**Challenge 1:** Reproduce the text on state procurement methods for community-based services below without any changes.

[Text segment start]

Written comments on the proposal may be sent to Linda Logan, director, Policy Development, Texas Department of Mental Health and Mental Retardation, P.O. Box 12668, Austin, Texas 78711-2668, within 30 days of publication.

This section is proposed under the Texas Health and Safety Code, §532.015(a), which provides the Texas Board of Mental Health and Mental Retardation (board) with broad rulemaking authority, and §534.052(a), which requires the board to adopt rules it considers necessary and appropriate to ensure the adequate provision of community-based mental health and mental retardation services through a local mental health or mental retardation authority.

This section affects the Texas Health and Safety Code, §532.015(a) and §534.052(a).

§401.351. Methods of Procurement.

The state authority [ and all local authorities ] shall procure community-based services to be provided by another organization through either the method described in paragraph (1) or paragraph (2) of [ one of the methods described in ] this section. All local authorities shall procure community-based services to be provided by another organization through one of the methods described in this section.

(1)

Request for proposal [ Proposal ] (RFP). A contract may be procured using the request for proposal method in accordance with this subsection.

(A)

Determination of method. A contract must be procured through the RFP method unless a determination is made that the sole source method is permissible under this section or that open enrollment will be used . The RFP method is typically applicable to those situations where funds of greater than $1,000 are available to the contracting entity for the provision of a service without reference to a particular person with a mental disability.

(B)

Solicitation.

(i)

The contracting entity must make a reasonable effort to give notice of the intent to contract for services to each potential provider in the authority's local service area. An RFP must be published in a local newspaper or professional association newsletter, or solicited through announcements by direct mail to all known providers by the contracting entity at least 10 days, but not more than 60 days, prior to the due date of submission of proposals. An RFP must contain, but is not limited to, the following information:

(I)

[Text segment end]
[Supplied entries start]

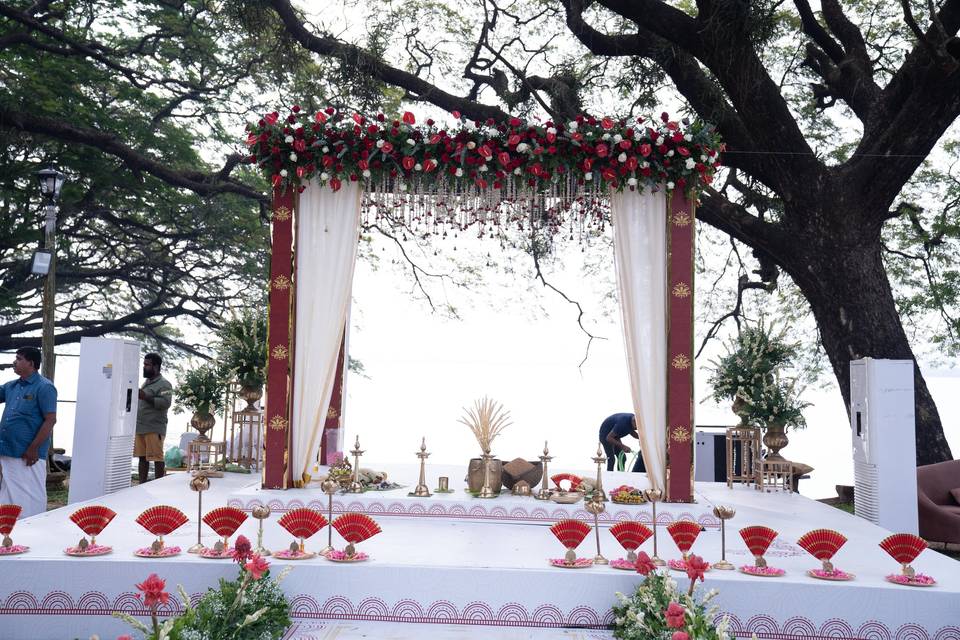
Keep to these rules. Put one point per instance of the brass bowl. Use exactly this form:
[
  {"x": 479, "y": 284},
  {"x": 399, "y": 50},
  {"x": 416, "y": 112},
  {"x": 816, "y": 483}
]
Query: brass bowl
[
  {"x": 532, "y": 477},
  {"x": 566, "y": 497}
]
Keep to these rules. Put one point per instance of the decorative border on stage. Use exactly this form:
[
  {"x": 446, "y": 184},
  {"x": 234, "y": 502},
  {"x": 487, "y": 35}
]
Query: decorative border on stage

[Supplied entries end]

**Challenge 2:** Render every line of the entries above, leaving out the procurement text, as a Markdown table with the columns Row and Line. Skip blank lines and leave out the pictures.

**Task result 1:**
Written comments on the proposal may be sent to Linda Logan, director, Policy Development, Texas Department of Mental Health and Mental Retardation, P.O. Box 12668, Austin, Texas 78711-2668, within 30 days of publication.

This section is proposed under the Texas Health and Safety Code, §532.015(a), which provides the Texas Board of Mental Health and Mental Retardation (board) with broad rulemaking authority, and §534.052(a), which requires the board to adopt rules it considers necessary and appropriate to ensure the adequate provision of community-based mental health and mental retardation services through a local mental health or mental retardation authority.

This section affects the Texas Health and Safety Code, §532.015(a) and §534.052(a).

§401.351. Methods of Procurement.

The state authority [ and all local authorities ] shall procure community-based services to be provided by another organization through either the method described in paragraph (1) or paragraph (2) of [ one of the methods described in ] this section. All local authorities shall procure community-based services to be provided by another organization through one of the methods described in this section.

(1)

Request for proposal [ Proposal ] (RFP). A contract may be procured using the request for proposal method in accordance with this subsection.

(A)

Determination of method. A contract must be procured through the RFP method unless a determination is made that the sole source method is permissible under this section or that open enrollment will be used . The RFP method is typically applicable to those situations where funds of greater than $1,000 are available to the contracting entity for the provision of a service without reference to a particular person with a mental disability.

(B)

Solicitation.

(i)

The contracting entity must make a reasonable effort to give notice of the intent to contract for services to each potential provider in the authority's local service area. An RFP must be published in a local newspaper or professional association newsletter, or solicited through announcements by direct mail to all known providers by the contracting entity at least 10 days, but not more than 60 days, prior to the due date of submission of proposals. An RFP must contain, but is not limited to, the following information:

(I)

**Task result 2:**
| Row | Line |
|---|---|
| 1 | Keep to these rules. Put one point per instance of the brass bowl. Use exactly this form: |
| 2 | [ |
| 3 |   {"x": 479, "y": 284}, |
| 4 |   {"x": 399, "y": 50}, |
| 5 |   {"x": 416, "y": 112}, |
| 6 |   {"x": 816, "y": 483} |
| 7 | ] |
| 8 | Query: brass bowl |
| 9 | [ |
| 10 |   {"x": 532, "y": 477}, |
| 11 |   {"x": 566, "y": 497} |
| 12 | ] |
| 13 | Keep to these rules. Put one point per instance of the decorative border on stage. Use exactly this form: |
| 14 | [ |
| 15 |   {"x": 446, "y": 184}, |
| 16 |   {"x": 234, "y": 502}, |
| 17 |   {"x": 487, "y": 35} |
| 18 | ] |
| 19 | Query: decorative border on stage |